Directive 1.
Answer these from the podcast interview below:
(a) About how many people joined Cory for the chapter-by-chapter Silmarillion study?
(b) What name is given to Cory's latest series?
(c) Over the years, about how many people does Cory say have been involved in the podcast?
Directive 2. Pick up the podcast interview below after its last line and keep it going.

Source document.
╔══
I just posted on my Facebook page one day and said hey, who would like to participate in a study with me. we will have an online video discussion and we will go through the Silmarillion chapter-by-chapter for like 40 weeks, and I got about 20 people who did that with me, and we would sit down for two hours a night, one night a week, and we did that for I think we have 40 sessions and that was really a wonderful group of people, and that just worked out really great, but those tend to be longer episodes and right now my latest series has been one that we are calling Riddles in the Dark, and its specifically focused on the upcoming movie of the hobbit by Peter Jackson that’s going to be released in December, and we are looking at the story of the hobbit and sort of issues for adaptation in the film and kind of speculating what the Peter Jackson people are going to be doing with these things in the film, and kind of talking about what we see in the books, and we are doing a set of predictions as to what we expect to see in the movies and stuff.

It’s been a lot of fun, so all these different segments that we are doing, and again I would just emphasize these are all things that I would; I completely made this up as I went along. I just said this was not like a well fought out strategy on my part from the beginning. It was really just responding to demand. This you know my podcast totally started with me having a passion for teaching a thing, and putting it out there, finding that there were a lot of people who were enthusiastic about it, and then from there just responding to their demands.

When I put this stuff I started doing lectures which people really liked, and still really enjoy, but they wanted to take part in the conversation. They wanted to be able to speak too, so I started doing more and more multi-directional stuff you know whether it would be interviews or calling sessions or class sessions and things like that, so that just kind of grew very organically as we added new things, and started to do more stuff, and that’s been really a tremendous amount of fun, but I said that’s really all been driven by the sort of requests and demands of listeners, and that’s been really good.

Jason Hartman: Cory one of the things I find about podcasting in my years of doing it and one of the things I just love about it is that it gives you this tremendous networking opportunity with other people who may be guest from your shows that you wouldn’t normally get to network with. You may not have access to them I mean for example just you and I talking right now if I was some guy they just called you out in the blue, and I said hey I hear you have this podcast. You probably wouldn’t take the time to talk to me, or you might be very charitable and do that.

I don’t know you that well this good. It gives you a great access to experts, to education and to just a network of people I cannot tell you how that’s improved my life and my business life, and when you said you did that 40 episode series, and you got all these other people involved right. How many people would you say that you were involved in your podcast?

Cory: That have actually taken part like spoken on my podcast?

Jason Hartman: Yeah or in some way you’ve been involved.

Cory: Yeah in some way I’ve been involved.

Jason Hartman: Even in content development or whatever?

Cory: Yeah. I mean I would say over the years at least 40, 50 people.
╚══
Dataset excerpts.
╔══
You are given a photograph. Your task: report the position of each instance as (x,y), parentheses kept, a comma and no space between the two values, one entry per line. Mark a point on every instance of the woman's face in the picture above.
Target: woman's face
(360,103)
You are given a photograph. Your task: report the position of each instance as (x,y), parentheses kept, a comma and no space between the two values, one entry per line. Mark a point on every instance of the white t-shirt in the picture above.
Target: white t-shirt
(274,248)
╚══
╔══
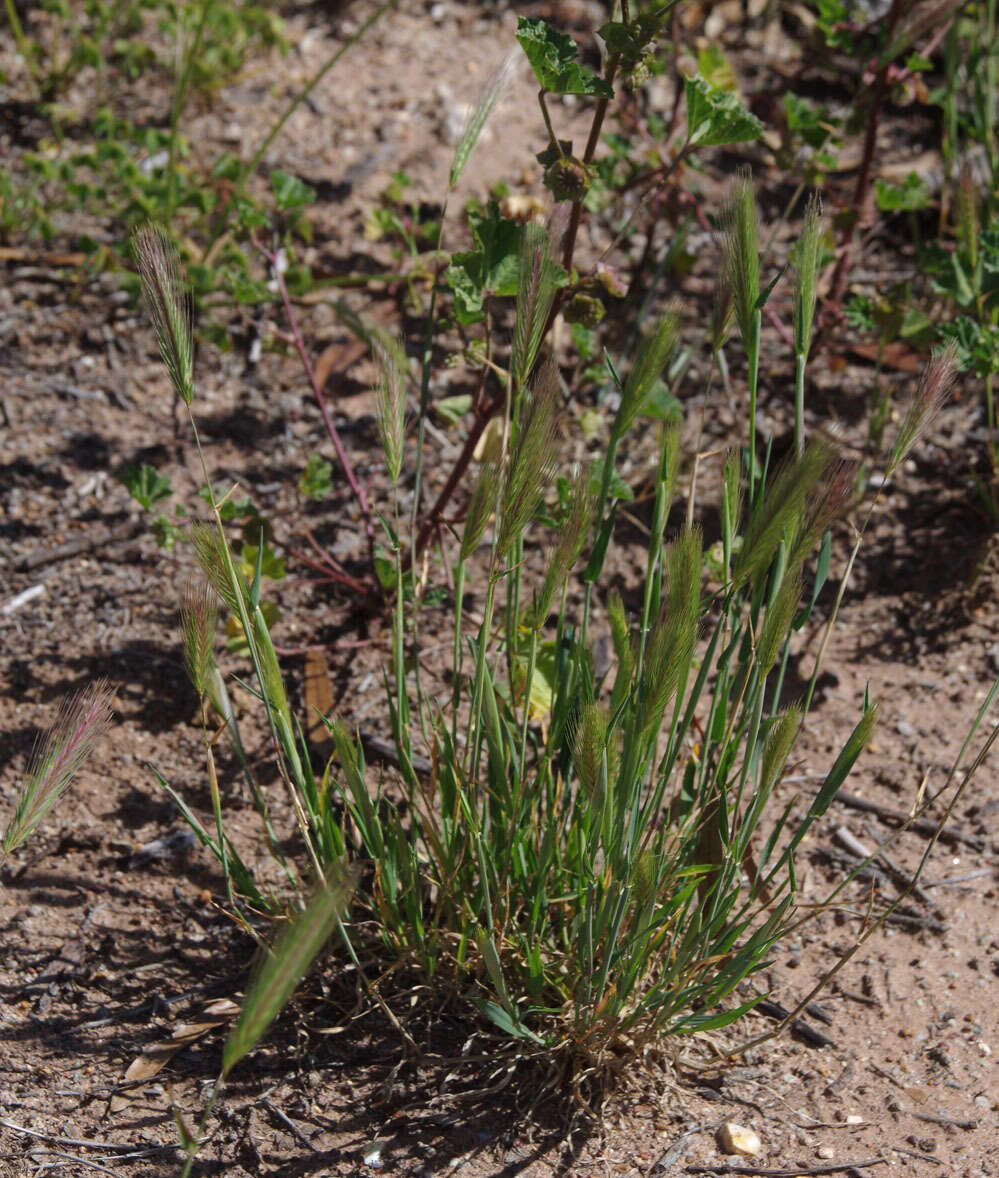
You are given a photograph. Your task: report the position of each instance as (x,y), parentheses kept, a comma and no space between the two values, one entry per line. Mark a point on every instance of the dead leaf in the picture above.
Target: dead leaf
╚══
Exercise answer 1.
(a) About 20 people.
(b) Riddles in the Dark.
(c) At least 40 or 50 people.

Exercise answer 2.
Jason Hartman: And that’s only a two and a half years we are talking about?

Cory: Right yes exactly, and that’s you know in some ways really my podcast was sort of the beginning what I was doing one of the main things I am doing now is I am essentially launching an entire online academic program which was really just inspired by my podcast. I mean its — again continuing the same kind of organic growth after I had for a while I have been doing this regular sessions and calling sessions, and escalating to the point of actually doing live online seminar discussions with listeners from around the country, and around the world even we had a couple who are — in Canada one, and in South America and anyway so once we had actually gotten to that point, the next question that everybody kept asking me was can we take classes for credit.

You know could we actually do real classes and I eventually began to say well, why shouldn’t we? So basically that’s what I have done, so I have ended up actually founding a new online institution called the Mythgard Institute which is designed, its — we are running a master’s degree program now designed exactly for the people who were, who are my podcast listeners you know and for that whole group of people who were so interested in doing this kind of thing.

To me when you talk about networking one of the things which was only so valuable for me as you’ve got this incredible opportunity to reach people who are interested to hear what you have to say, people who are interested in your subject in your topic, I think it to me it’s the really exciting thing about the whole internet age you know instead of just having a group of people who are deciding what gets put on TV, or deciding what gets put on the radio and you as a consumer are just sitting there, and you have to kind of take what’s given to you. Now, we have you know people making their own decisions, and driving programming themselves, and so basically —

Jason Hartman: It’s the ultimate democracy. It really is.

Cory: Yes.

Jason Hartman: Its totally democratic nowadays yeah.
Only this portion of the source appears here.